**DIE AUFGABE**
Überarbeite die gesamte Liste unten, indem du „reply“ überall durch „respond“ ersetzt und alles Übrige unverändert lässt. Die Bilder lässt du in der Antwort weg.

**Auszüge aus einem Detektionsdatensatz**
* * *
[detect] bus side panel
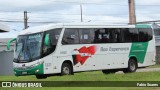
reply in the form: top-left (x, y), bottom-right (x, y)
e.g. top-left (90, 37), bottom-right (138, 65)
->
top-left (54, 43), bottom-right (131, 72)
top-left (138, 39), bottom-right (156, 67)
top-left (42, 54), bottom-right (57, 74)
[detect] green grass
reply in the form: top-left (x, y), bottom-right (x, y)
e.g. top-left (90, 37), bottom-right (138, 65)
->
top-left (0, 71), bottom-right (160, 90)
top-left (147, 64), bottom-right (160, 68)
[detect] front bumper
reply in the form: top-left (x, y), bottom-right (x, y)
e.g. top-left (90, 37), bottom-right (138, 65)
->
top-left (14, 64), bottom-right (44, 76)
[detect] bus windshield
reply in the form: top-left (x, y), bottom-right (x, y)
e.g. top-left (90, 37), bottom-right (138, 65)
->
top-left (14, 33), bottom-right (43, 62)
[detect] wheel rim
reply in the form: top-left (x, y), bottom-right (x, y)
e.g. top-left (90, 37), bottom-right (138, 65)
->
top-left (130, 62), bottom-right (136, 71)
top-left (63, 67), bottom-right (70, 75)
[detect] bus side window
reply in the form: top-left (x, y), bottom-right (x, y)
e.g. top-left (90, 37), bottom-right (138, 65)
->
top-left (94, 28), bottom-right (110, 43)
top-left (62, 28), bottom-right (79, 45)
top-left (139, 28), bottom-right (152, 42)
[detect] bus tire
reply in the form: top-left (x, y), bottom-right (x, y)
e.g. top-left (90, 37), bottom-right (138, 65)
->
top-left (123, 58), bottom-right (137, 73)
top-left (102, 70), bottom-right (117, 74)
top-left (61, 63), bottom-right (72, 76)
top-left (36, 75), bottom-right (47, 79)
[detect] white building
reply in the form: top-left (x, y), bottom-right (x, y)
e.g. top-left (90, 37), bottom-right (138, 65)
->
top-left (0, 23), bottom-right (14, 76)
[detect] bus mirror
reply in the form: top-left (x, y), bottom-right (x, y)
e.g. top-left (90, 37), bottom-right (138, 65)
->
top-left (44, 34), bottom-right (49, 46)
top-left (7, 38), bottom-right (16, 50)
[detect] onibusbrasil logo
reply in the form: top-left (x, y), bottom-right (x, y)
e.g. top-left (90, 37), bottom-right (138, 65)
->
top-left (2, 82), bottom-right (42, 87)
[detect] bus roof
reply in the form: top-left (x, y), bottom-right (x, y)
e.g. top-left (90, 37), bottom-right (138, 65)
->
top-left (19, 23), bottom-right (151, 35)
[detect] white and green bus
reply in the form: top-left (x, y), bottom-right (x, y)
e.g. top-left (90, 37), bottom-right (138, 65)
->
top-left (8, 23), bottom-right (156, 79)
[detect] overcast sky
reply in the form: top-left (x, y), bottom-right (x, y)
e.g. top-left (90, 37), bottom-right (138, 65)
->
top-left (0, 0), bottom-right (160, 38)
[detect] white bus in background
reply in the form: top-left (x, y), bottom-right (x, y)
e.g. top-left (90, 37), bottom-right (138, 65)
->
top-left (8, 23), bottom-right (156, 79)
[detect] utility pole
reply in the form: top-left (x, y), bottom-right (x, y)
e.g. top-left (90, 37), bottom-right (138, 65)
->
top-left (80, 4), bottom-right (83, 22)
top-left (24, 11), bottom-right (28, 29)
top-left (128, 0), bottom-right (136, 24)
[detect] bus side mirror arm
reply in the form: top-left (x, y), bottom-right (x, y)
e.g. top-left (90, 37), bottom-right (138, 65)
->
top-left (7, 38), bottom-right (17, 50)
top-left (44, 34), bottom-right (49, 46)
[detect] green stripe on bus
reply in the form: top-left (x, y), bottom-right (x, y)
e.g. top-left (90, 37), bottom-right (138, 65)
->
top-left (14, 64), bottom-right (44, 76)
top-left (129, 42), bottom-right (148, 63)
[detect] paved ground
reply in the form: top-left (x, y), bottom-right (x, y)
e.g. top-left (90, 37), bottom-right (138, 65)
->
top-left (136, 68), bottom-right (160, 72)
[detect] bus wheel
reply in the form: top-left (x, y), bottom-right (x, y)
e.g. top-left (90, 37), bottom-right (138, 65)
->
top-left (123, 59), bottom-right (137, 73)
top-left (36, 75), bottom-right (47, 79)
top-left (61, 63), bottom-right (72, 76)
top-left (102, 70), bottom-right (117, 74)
* * *
**SCHRIFTLICHE LÖSUNG**
[detect] bus side panel
respond in the form: top-left (x, y), bottom-right (x, y)
e.g. top-left (90, 37), bottom-right (138, 65)
->
top-left (54, 43), bottom-right (131, 72)
top-left (138, 39), bottom-right (156, 67)
top-left (42, 54), bottom-right (57, 74)
[detect] green grass
respond in the form: top-left (x, y), bottom-right (x, y)
e.g. top-left (90, 37), bottom-right (138, 65)
->
top-left (0, 71), bottom-right (160, 90)
top-left (147, 64), bottom-right (160, 68)
[detect] front bumper
respond in the form: top-left (x, y), bottom-right (x, y)
e.g. top-left (90, 37), bottom-right (138, 65)
->
top-left (14, 64), bottom-right (44, 76)
[detect] bus windshield
respond in the form: top-left (x, y), bottom-right (x, y)
e.g. top-left (90, 37), bottom-right (138, 65)
->
top-left (14, 33), bottom-right (43, 62)
[detect] wheel rim
respond in the form: top-left (x, y), bottom-right (x, y)
e.g. top-left (90, 37), bottom-right (138, 65)
->
top-left (130, 62), bottom-right (136, 71)
top-left (63, 67), bottom-right (70, 75)
[detect] bus side window
respond in the form: top-left (x, y), bottom-right (x, y)
e.g. top-left (90, 37), bottom-right (138, 65)
->
top-left (94, 28), bottom-right (110, 43)
top-left (62, 28), bottom-right (79, 45)
top-left (139, 28), bottom-right (152, 42)
[detect] bus tire
respond in the form: top-left (x, y), bottom-right (x, y)
e.g. top-left (90, 37), bottom-right (138, 65)
->
top-left (123, 58), bottom-right (137, 73)
top-left (102, 70), bottom-right (117, 74)
top-left (61, 63), bottom-right (72, 76)
top-left (36, 75), bottom-right (47, 79)
[detect] white building
respond in the form: top-left (x, y), bottom-right (x, y)
e.g. top-left (90, 37), bottom-right (138, 65)
->
top-left (0, 23), bottom-right (14, 76)
[detect] bus mirror
respond in the form: top-left (x, y), bottom-right (x, y)
e.g. top-left (90, 37), bottom-right (138, 65)
->
top-left (44, 34), bottom-right (49, 46)
top-left (7, 38), bottom-right (16, 50)
[detect] onibusbrasil logo
respond in the form: top-left (x, y), bottom-right (x, y)
e.g. top-left (90, 37), bottom-right (138, 65)
->
top-left (2, 82), bottom-right (42, 87)
[detect] bus roof
respond in the form: top-left (x, y), bottom-right (x, y)
e.g. top-left (90, 37), bottom-right (138, 65)
->
top-left (19, 23), bottom-right (151, 35)
[detect] white and green bus
respond in the form: top-left (x, y), bottom-right (x, y)
e.g. top-left (90, 37), bottom-right (138, 65)
->
top-left (8, 23), bottom-right (156, 79)
[detect] overcast sky
respond in the form: top-left (x, y), bottom-right (x, y)
e.g. top-left (90, 37), bottom-right (138, 65)
->
top-left (0, 0), bottom-right (160, 38)
[detect] white bus in background
respond in the form: top-left (x, y), bottom-right (x, y)
e.g. top-left (90, 37), bottom-right (138, 65)
->
top-left (8, 23), bottom-right (156, 79)
[detect] utility pole
respond in the form: top-left (x, y), bottom-right (x, y)
e.g. top-left (90, 37), bottom-right (138, 65)
->
top-left (80, 4), bottom-right (83, 22)
top-left (24, 11), bottom-right (28, 29)
top-left (128, 0), bottom-right (136, 24)
[detect] bus side mirror arm
respond in the form: top-left (x, y), bottom-right (x, y)
e.g. top-left (90, 37), bottom-right (138, 65)
->
top-left (7, 38), bottom-right (17, 50)
top-left (44, 34), bottom-right (49, 46)
[detect] green stripe on bus
respond in the form: top-left (x, y), bottom-right (x, y)
e.g. top-left (90, 37), bottom-right (138, 65)
->
top-left (14, 64), bottom-right (44, 76)
top-left (129, 42), bottom-right (148, 63)
[detect] paved ground
respond in the form: top-left (x, y), bottom-right (x, y)
e.g. top-left (90, 37), bottom-right (138, 65)
->
top-left (136, 68), bottom-right (160, 72)
[detect] bus wheel
respond in the form: top-left (x, y), bottom-right (x, y)
e.g. top-left (90, 37), bottom-right (138, 65)
->
top-left (123, 59), bottom-right (137, 73)
top-left (36, 75), bottom-right (47, 79)
top-left (61, 63), bottom-right (72, 76)
top-left (102, 70), bottom-right (117, 74)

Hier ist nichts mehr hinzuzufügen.